Exercise goal: Please reproduce every line of the material below verbatim, leaving out the pictures.

Available data:
(begin)
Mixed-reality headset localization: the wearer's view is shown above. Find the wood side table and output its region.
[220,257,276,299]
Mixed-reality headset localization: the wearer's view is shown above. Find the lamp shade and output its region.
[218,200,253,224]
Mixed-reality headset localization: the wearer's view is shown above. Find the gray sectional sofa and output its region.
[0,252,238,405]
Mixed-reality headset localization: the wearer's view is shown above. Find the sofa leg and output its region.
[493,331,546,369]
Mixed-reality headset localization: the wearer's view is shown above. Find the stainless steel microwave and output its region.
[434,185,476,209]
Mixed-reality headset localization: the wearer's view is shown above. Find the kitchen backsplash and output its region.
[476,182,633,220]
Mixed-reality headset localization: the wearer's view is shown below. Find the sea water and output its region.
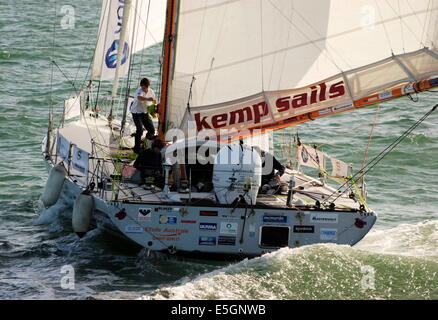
[0,0,438,299]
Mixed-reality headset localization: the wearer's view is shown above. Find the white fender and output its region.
[72,192,93,238]
[41,164,67,208]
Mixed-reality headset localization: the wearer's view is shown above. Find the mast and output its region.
[158,0,178,140]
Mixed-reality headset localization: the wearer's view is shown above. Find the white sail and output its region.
[64,92,83,120]
[92,0,166,80]
[166,0,438,136]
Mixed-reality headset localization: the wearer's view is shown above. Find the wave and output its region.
[141,220,438,300]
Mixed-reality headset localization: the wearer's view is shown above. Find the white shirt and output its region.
[130,88,156,113]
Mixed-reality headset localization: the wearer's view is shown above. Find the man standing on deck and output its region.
[130,78,156,153]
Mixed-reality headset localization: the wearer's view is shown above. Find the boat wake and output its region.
[135,220,438,300]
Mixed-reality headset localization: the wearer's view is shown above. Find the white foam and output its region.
[354,220,438,259]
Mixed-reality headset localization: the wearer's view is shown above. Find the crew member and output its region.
[261,151,285,187]
[130,78,156,153]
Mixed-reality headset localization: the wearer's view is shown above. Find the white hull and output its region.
[42,154,377,257]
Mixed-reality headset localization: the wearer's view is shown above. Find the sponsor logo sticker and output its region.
[220,222,238,234]
[160,216,177,224]
[125,225,143,233]
[249,223,255,238]
[199,222,217,231]
[319,228,338,241]
[217,236,236,246]
[199,236,216,246]
[310,212,338,223]
[294,226,315,233]
[319,108,331,115]
[199,211,218,217]
[181,220,196,224]
[379,91,392,100]
[137,208,152,221]
[262,216,287,223]
[333,103,353,112]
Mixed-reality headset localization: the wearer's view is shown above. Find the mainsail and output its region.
[161,0,438,140]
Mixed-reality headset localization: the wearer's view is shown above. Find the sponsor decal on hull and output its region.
[310,212,338,223]
[294,226,315,233]
[319,228,338,241]
[137,208,152,221]
[198,236,216,246]
[125,225,143,233]
[160,216,177,224]
[199,222,217,231]
[217,236,236,246]
[199,211,218,217]
[262,216,287,223]
[220,222,238,234]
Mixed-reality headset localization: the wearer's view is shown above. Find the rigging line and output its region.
[286,2,353,71]
[201,5,228,101]
[406,0,431,48]
[269,0,342,72]
[49,0,58,122]
[120,1,140,134]
[192,1,208,77]
[73,0,100,86]
[361,104,380,170]
[421,0,432,47]
[385,0,421,48]
[260,0,265,92]
[374,0,394,55]
[136,0,152,81]
[74,1,109,98]
[398,0,406,53]
[326,104,438,202]
[51,60,78,95]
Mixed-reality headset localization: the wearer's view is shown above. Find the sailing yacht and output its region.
[41,0,438,257]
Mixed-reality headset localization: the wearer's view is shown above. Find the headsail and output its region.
[92,0,166,80]
[166,0,438,140]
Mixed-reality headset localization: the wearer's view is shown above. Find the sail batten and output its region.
[166,0,438,138]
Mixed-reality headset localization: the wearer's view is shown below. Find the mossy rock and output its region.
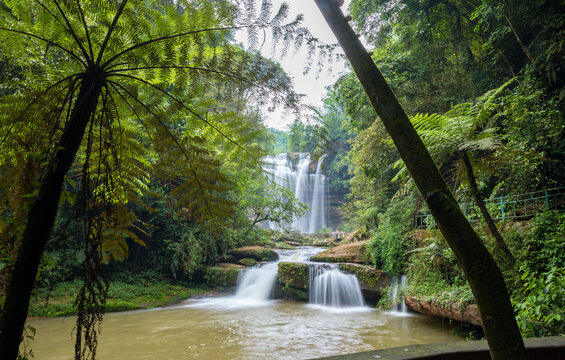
[339,263,390,293]
[204,264,243,287]
[278,262,309,301]
[310,241,371,264]
[237,258,257,266]
[339,263,391,304]
[230,246,279,261]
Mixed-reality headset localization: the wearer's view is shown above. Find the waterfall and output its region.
[235,248,322,302]
[308,264,365,307]
[390,275,408,314]
[264,153,327,234]
[235,261,279,302]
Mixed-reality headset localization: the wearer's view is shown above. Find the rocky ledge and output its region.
[404,296,482,326]
[339,263,391,304]
[229,246,279,262]
[310,240,371,264]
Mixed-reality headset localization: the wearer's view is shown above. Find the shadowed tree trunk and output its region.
[314,0,528,360]
[0,71,101,360]
[461,150,516,267]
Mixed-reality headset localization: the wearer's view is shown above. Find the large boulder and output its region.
[404,296,482,326]
[310,240,372,264]
[229,246,279,261]
[339,263,391,304]
[276,262,309,301]
[204,263,245,288]
[343,227,369,244]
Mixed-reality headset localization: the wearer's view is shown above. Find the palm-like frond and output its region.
[393,80,513,195]
[0,0,327,358]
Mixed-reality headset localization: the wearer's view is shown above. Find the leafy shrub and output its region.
[369,197,415,275]
[514,266,565,337]
[519,210,565,273]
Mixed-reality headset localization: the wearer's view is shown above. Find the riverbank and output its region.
[28,280,210,317]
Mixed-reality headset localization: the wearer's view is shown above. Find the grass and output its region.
[28,280,205,317]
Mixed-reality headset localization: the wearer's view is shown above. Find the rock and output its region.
[237,258,257,266]
[343,228,369,244]
[277,262,309,301]
[404,296,482,326]
[230,246,279,261]
[204,263,245,287]
[310,240,372,264]
[339,263,391,304]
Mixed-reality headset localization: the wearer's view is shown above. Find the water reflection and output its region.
[29,298,462,360]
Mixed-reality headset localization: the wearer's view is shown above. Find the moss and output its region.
[310,256,347,263]
[339,264,383,288]
[278,262,309,301]
[230,246,279,261]
[28,281,201,317]
[237,258,257,266]
[204,266,239,287]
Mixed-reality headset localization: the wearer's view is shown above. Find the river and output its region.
[28,297,463,360]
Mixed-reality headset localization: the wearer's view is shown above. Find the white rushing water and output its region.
[390,275,408,315]
[235,248,322,305]
[264,153,327,234]
[309,264,365,308]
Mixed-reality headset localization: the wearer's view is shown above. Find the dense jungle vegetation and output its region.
[0,0,565,356]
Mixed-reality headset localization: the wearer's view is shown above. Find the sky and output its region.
[247,0,351,130]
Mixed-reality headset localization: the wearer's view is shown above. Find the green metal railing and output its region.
[414,186,565,228]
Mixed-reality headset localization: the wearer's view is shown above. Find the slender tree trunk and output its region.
[314,0,528,360]
[0,73,101,360]
[461,151,516,266]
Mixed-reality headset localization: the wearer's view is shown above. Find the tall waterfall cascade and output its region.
[264,153,328,234]
[308,264,365,307]
[390,275,408,314]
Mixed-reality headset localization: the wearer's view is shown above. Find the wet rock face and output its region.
[229,246,279,261]
[276,262,391,304]
[404,296,482,326]
[339,263,391,304]
[276,262,309,301]
[310,240,371,265]
[204,263,245,288]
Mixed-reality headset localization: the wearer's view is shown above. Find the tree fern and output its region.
[0,0,330,359]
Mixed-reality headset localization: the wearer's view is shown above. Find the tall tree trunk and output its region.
[0,72,101,360]
[314,0,528,360]
[461,150,516,266]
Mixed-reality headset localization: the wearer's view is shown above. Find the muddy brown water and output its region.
[28,298,463,360]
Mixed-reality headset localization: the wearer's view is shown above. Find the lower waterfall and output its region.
[309,264,365,307]
[230,249,365,307]
[235,261,279,301]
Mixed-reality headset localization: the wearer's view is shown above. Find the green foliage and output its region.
[16,325,35,360]
[369,197,415,275]
[29,278,197,317]
[204,266,240,287]
[518,210,565,274]
[407,230,472,296]
[514,268,565,337]
[341,121,398,230]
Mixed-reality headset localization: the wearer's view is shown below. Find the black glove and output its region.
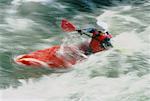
(end)
Full solution:
Mixed-reality headset localization: the wearer's view is shown above. Find the wood side table and output its region.
[220,257,276,299]
Mixed-reality headset localization: the wearer's view is shown above. Find the lamp shade and output its region.
[218,200,253,224]
Mixed-reality headset localization: the wearer's view is shown above. Find the gray sectional sofa and output its region.
[0,252,238,405]
Mixed-reality headset localization: the wearer's view is shown above. Find the sofa leg and output its region.
[493,331,546,369]
Mixed-reality headset localization: the wearer's view is shown above. Find the stainless steel microwave and output its region.
[434,185,476,209]
Mixed-reality headset localization: the wearer's view is shown above. Find the kitchen backsplash and output its region.
[476,182,633,220]
Mixed-reality headset localization: the wearer's view is shown below. Find the sea water and output its region.
[0,0,438,299]
Mixed-reality headset localization: the wearer's view is shown above. Find the white fender and output its region.
[72,192,93,238]
[41,164,67,208]
Mixed-reality headset localization: the wearer's view is shown above. Find the mast and output its region.
[158,0,178,140]
Mixed-reality headset localization: the wearer's view is shown above. Find the white sail and output its region.
[64,92,83,120]
[92,0,166,80]
[166,0,438,136]
Mixed-reality headset localization: the wearer's view is shown above. Find the wave and output its region.
[141,220,438,300]
Mixed-reality headset localization: the wearer's view is shown above. Find the white shirt and output its region.
[130,88,156,113]
Mixed-reality headset localization: the wearer's view is shown above. Find the man standing on deck and output its region.
[130,78,156,153]
Mixed-reality headset localization: the wearer's view is shown above. Find the boat wake and output its region.
[135,220,438,300]
Mixed-reality headset localization: the wearer's view is shown above. Find the white foam and output its region.
[354,220,438,259]
Mixed-reality headset localization: the wearer's view is shown above. Find the crew member and output its region.
[261,151,285,187]
[130,78,156,153]
Mixed-reality headset localization: the wearer's view is shown above. Find the white hull and output its region.
[42,154,377,257]
Mixed-reality headset localization: the wearer's view is shown above. Find the sponsor logo sticker and output its region.
[220,222,238,234]
[160,216,177,224]
[125,225,143,233]
[249,223,255,238]
[199,222,217,231]
[319,228,338,241]
[217,236,236,246]
[199,236,216,246]
[310,212,338,223]
[294,226,315,233]
[319,108,331,115]
[199,211,218,217]
[181,220,196,224]
[379,91,392,100]
[137,208,152,221]
[262,216,287,223]
[333,103,353,112]
Mixed-reality headset localization: the wearer's view is shown above. Find the mainsail and output its region.
[161,0,438,140]
Mixed-reality headset localization: the wearer's view is shown above. Find the sponsor decal on hull and output its region.
[310,212,338,223]
[294,226,315,233]
[319,228,338,241]
[137,208,152,221]
[198,236,216,246]
[125,225,143,233]
[160,216,177,224]
[199,222,217,231]
[217,236,236,246]
[199,211,218,217]
[262,216,287,223]
[220,222,238,234]
Mixed-reality headset localization: the wearer's view is shown above. Find the rigging line and output its region.
[286,2,353,71]
[201,5,228,101]
[406,0,431,48]
[269,0,342,72]
[49,0,58,122]
[120,1,140,134]
[192,1,208,77]
[73,0,100,86]
[361,104,380,170]
[421,0,432,47]
[385,0,421,48]
[260,0,265,92]
[374,0,394,55]
[136,0,152,81]
[74,1,109,98]
[398,0,406,53]
[326,104,438,202]
[51,60,78,95]
Mixed-reality headset localization: the wearer's view is shown above. Find the sailing yacht and output its region.
[41,0,438,257]
Mixed-reality headset localization: the wearer's view is shown above. Find the headsail and output its region.
[92,0,166,80]
[166,0,438,140]
Mixed-reality headset localization: the wearer's view is shown above. Find the sail batten and output its region.
[166,0,438,138]
Mixed-reality headset localization: the wearer's view is shown below. Find the mossy rock and output its region.
[339,263,390,293]
[204,264,243,287]
[278,262,309,301]
[310,241,371,264]
[237,258,257,266]
[339,263,391,304]
[230,246,279,261]
Mixed-reality headset localization: the wearer's view is shown above. Find the waterfall and output its region.
[235,248,322,302]
[308,264,365,307]
[390,275,408,314]
[264,153,327,234]
[235,261,279,302]
Mixed-reality headset localization: the wearer's view is shown above. Find the rocky ledge and output its region.
[404,296,482,326]
[339,263,391,304]
[229,246,279,262]
[310,240,371,264]
Mixed-reality headset localization: the wearer's view is shown above. Find the shadowed tree trunk and output its region.
[314,0,528,360]
[0,71,101,360]
[461,150,516,267]
Mixed-reality headset localization: the wearer's view is shown above. Find the large boulder and output its region.
[404,296,482,326]
[310,240,372,264]
[229,246,279,261]
[339,263,391,304]
[276,262,309,301]
[204,263,245,288]
[343,227,369,244]
Mixed-reality headset localization: the wearer's view is shown above. Find the palm-like frond and output its region.
[393,80,513,195]
[0,0,327,358]
Mixed-reality headset localization: the wearer's view is shown above. Find the leafy shrub and output its region.
[369,197,415,275]
[514,266,565,337]
[519,210,565,273]
Mixed-reality headset localization: the wearer's view is shown above. Find the riverbank and output its region.
[28,280,210,317]
Mixed-reality headset localization: the wearer's view is shown above. Find the grass and output its region.
[28,280,205,317]
Mixed-reality headset localization: the wearer's view is shown above. Find the rock and output its region.
[237,258,257,266]
[343,228,369,244]
[277,262,309,301]
[404,296,482,326]
[230,246,279,261]
[204,263,245,287]
[310,240,372,264]
[339,263,391,304]
Mixed-reality headset localization: the wearer's view is shown above. Find the water reflection and output its region.
[29,298,462,360]
Mixed-reality headset localization: the wearer's view is shown above. Find the moss and output its region.
[310,256,347,263]
[339,264,383,288]
[278,262,309,301]
[230,246,279,261]
[28,281,201,317]
[237,258,257,266]
[204,266,239,287]
Mixed-reality headset localization: the wearer's view is shown above. Find the river and output its region.
[28,297,463,360]
Mixed-reality headset localization: the wearer's view is shown above. Find the white rushing water and output its region.
[390,275,408,315]
[235,248,322,305]
[264,153,327,234]
[309,264,365,308]
Mixed-reality headset localization: the wearer's view is shown above. Find the dense jungle vegetation and output its region.
[0,0,565,356]
Mixed-reality headset localization: the wearer's view is shown above. Find the sky and output its region.
[247,0,351,130]
Mixed-reality headset localization: the wearer's view is shown above. Find the green metal railing and output its region.
[414,186,565,228]
Mixed-reality headset localization: the wearer's view is shown above. Find the slender tree trunk and output its region.
[314,0,528,360]
[0,73,101,360]
[461,151,516,266]
Mixed-reality headset localization: the wearer's view is shown above. Find the tall waterfall cascade and output its region.
[264,153,328,234]
[308,264,365,307]
[390,275,408,314]
Mixed-reality headset localization: the wearer's view is shown above. Find the wet rock face and output its region.
[229,246,279,261]
[276,262,391,304]
[404,296,482,326]
[339,263,391,304]
[276,262,309,301]
[310,240,371,265]
[204,263,245,288]
Mixed-reality headset localization: the wearer's view is shown above. Find the tree fern and output its region.
[0,0,330,359]
Mixed-reality headset localization: the wearer's view is shown above. Find the tall tree trunk and output its region.
[0,72,101,360]
[314,0,528,360]
[461,150,516,266]
Mixed-reality headset localization: the wearer's view is shown above. Find the muddy brown water and output its region.
[28,298,463,360]
Mixed-reality headset localization: the wearer's view is shown above. Find the lower waterfall and output its region.
[309,264,365,307]
[230,249,365,307]
[235,261,279,301]
Mixed-reality headset localization: the wearer's view is shown above. Find the green foliage and output its region.
[16,325,35,360]
[369,197,415,275]
[29,278,197,317]
[204,266,240,287]
[518,210,565,274]
[407,230,472,296]
[514,268,565,337]
[341,121,398,230]
Mixed-reality headset localization: the wearer's view is shown below. Find the black glove and output its region.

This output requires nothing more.